[Named-object pointing records]
########################################
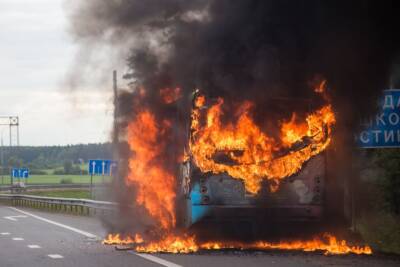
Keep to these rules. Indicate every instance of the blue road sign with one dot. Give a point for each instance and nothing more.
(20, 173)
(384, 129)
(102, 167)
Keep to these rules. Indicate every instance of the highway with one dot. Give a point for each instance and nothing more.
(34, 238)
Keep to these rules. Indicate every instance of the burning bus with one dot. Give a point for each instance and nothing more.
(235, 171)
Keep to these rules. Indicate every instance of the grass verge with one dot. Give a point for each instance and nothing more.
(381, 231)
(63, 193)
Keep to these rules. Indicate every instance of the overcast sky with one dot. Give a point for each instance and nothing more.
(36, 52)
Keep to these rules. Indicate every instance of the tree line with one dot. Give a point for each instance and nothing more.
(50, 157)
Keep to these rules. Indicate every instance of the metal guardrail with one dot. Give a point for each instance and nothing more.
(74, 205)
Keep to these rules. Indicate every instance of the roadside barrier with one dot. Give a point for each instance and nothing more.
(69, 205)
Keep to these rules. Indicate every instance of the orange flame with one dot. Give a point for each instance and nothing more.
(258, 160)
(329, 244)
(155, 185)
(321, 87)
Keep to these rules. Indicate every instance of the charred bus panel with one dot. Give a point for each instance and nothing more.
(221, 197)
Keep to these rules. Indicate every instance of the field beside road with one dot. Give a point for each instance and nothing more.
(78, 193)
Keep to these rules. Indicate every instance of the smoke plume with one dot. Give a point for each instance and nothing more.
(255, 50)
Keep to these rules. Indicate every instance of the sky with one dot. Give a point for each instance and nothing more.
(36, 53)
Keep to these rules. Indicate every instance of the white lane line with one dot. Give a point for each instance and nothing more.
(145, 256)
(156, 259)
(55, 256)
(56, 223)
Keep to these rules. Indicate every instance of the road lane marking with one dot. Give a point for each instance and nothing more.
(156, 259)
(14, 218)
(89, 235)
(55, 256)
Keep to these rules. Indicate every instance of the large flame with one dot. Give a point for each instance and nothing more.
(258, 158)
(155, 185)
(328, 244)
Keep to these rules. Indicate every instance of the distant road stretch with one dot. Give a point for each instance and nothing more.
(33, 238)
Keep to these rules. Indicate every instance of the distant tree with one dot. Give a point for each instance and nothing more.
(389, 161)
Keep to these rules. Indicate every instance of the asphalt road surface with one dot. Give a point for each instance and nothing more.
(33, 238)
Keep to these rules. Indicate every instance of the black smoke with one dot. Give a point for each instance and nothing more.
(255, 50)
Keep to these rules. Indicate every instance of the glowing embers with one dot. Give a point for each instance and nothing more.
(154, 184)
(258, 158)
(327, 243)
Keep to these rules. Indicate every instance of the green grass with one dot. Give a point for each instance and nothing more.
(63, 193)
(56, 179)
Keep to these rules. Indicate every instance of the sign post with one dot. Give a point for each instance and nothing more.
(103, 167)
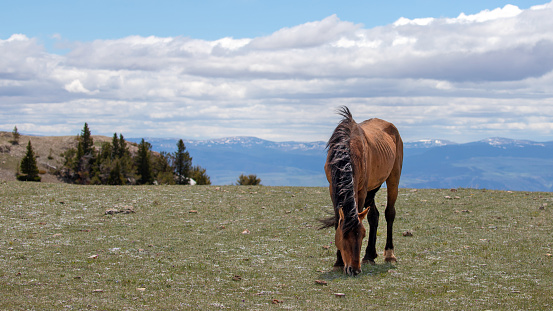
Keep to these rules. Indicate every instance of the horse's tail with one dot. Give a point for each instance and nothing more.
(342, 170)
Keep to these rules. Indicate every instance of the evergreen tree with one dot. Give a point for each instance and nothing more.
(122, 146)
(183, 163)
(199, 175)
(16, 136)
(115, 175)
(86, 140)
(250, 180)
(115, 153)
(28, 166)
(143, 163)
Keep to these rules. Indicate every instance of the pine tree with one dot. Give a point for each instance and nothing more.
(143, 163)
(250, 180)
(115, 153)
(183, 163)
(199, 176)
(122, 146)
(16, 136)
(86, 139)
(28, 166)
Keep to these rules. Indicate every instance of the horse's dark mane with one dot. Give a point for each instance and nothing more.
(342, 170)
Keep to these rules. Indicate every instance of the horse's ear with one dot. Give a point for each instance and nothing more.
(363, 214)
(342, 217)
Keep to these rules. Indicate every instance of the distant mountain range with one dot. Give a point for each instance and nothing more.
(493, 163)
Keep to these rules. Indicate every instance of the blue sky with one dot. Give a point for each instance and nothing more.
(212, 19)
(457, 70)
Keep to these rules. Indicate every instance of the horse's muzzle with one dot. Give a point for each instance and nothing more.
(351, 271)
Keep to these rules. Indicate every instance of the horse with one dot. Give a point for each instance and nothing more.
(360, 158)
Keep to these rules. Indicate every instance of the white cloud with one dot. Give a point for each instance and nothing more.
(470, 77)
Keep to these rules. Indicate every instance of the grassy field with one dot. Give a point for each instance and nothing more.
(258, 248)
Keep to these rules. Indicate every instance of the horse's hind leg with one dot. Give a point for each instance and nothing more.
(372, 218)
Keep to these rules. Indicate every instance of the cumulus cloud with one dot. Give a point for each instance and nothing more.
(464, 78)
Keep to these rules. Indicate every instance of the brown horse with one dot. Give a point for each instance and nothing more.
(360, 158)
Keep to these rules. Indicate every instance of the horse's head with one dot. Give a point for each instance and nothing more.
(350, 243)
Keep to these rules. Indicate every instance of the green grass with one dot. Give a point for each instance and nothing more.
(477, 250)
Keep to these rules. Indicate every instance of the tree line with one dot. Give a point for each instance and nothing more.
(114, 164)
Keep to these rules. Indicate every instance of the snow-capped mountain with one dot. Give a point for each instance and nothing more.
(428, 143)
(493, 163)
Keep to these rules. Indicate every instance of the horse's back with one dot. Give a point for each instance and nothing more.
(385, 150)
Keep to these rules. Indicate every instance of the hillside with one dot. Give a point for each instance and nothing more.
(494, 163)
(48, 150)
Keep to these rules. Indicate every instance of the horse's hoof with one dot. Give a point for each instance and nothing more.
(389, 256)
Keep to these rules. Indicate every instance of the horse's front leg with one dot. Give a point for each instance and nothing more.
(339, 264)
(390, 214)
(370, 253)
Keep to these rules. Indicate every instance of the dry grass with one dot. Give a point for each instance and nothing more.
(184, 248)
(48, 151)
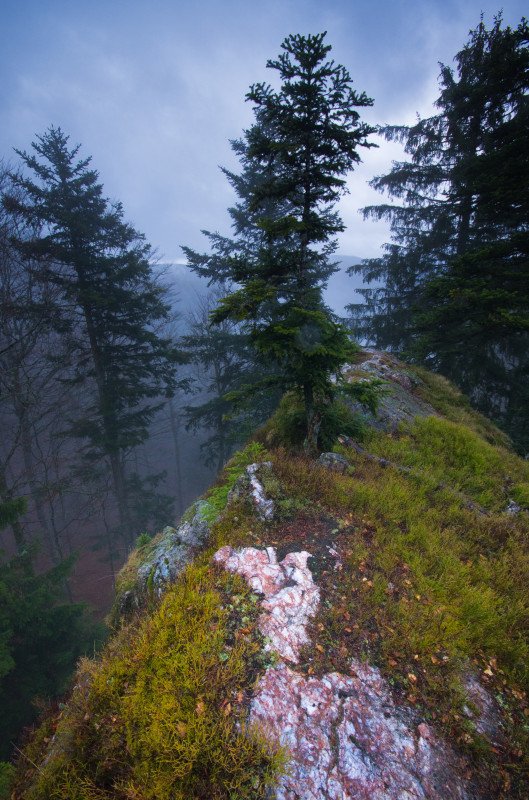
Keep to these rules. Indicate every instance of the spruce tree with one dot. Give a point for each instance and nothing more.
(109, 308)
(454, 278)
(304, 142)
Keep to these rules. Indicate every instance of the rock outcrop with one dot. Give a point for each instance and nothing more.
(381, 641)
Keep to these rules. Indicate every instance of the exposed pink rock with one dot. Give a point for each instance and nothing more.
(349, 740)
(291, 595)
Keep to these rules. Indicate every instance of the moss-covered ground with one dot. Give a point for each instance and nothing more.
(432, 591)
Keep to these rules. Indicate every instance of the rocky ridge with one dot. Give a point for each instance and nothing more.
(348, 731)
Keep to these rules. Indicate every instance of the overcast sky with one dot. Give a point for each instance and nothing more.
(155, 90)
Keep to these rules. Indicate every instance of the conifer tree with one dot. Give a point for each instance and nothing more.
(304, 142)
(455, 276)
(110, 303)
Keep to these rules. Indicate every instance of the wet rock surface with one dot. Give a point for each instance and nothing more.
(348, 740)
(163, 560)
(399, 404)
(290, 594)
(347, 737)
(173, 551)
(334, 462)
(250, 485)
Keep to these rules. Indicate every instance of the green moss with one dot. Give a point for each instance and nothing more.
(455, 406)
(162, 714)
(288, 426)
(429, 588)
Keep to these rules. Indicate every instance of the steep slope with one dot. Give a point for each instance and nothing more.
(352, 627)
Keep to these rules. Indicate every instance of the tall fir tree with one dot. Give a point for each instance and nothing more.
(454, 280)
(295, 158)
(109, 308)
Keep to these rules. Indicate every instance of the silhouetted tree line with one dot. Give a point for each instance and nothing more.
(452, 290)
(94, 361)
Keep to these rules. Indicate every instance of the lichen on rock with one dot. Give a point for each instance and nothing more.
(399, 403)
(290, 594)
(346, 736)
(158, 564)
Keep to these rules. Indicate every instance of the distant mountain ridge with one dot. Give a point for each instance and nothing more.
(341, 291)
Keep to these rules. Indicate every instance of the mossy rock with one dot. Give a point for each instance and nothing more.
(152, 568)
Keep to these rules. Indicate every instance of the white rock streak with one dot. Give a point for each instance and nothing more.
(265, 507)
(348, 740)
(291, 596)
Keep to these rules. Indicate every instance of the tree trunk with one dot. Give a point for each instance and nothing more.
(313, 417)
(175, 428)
########################################
Objective: Every line from the one containing "Keep to these rules. Indicate every instance of the conifer" through the last line of the entries must be written out verbatim, and no other line.

Task result:
Keep to these rules. Indicate every instance of the conifer tree with one dot. Give a point for each instance and nothing more.
(304, 142)
(455, 276)
(110, 303)
Keep to these rules. Indicate every instance of the wet rock surface with one dot. Give a point for each instance and nothing more.
(348, 740)
(163, 560)
(399, 404)
(290, 594)
(347, 737)
(173, 551)
(334, 462)
(250, 485)
Keep to these rules. Indicate every instance of the green moss with one dot. Give a point for each instance and nothing more.
(455, 406)
(162, 714)
(288, 426)
(429, 588)
Keep to these rules. Indicate every instance of the steep slope with one dot. Give a point for each instance and nothing more.
(352, 627)
Keep to these rules. Indicate every instance of the tall fir tree with one dot. Give a point for each instance and nothing more.
(454, 280)
(295, 158)
(109, 308)
Keep to these rules. Indicate every instance of the silhouetted tree line with one dot. Give a point for each instance and nothing more.
(452, 290)
(94, 361)
Keep to these rules. Indicate every instance of the lichen on rock with one dot. Give a point for each instance and nothing more.
(399, 403)
(290, 594)
(346, 736)
(158, 564)
Keep to these rules. Indicate every instance of the distant mountain ridge with one dot. Give a point for each instance and nothing more.
(341, 291)
Keep to these rules. Indicate every instance of the mossy rock with one dot. Give a point for each instance and nothing more.
(152, 568)
Keep to these rules. Indicate every instance of the white rock streak with one dot. Give a point for each instance and nothing more.
(265, 507)
(348, 740)
(291, 596)
Keep to these rules. Indicate every instance of the tree trunk with one dot. Give a point for each instance and nothing more.
(313, 417)
(175, 428)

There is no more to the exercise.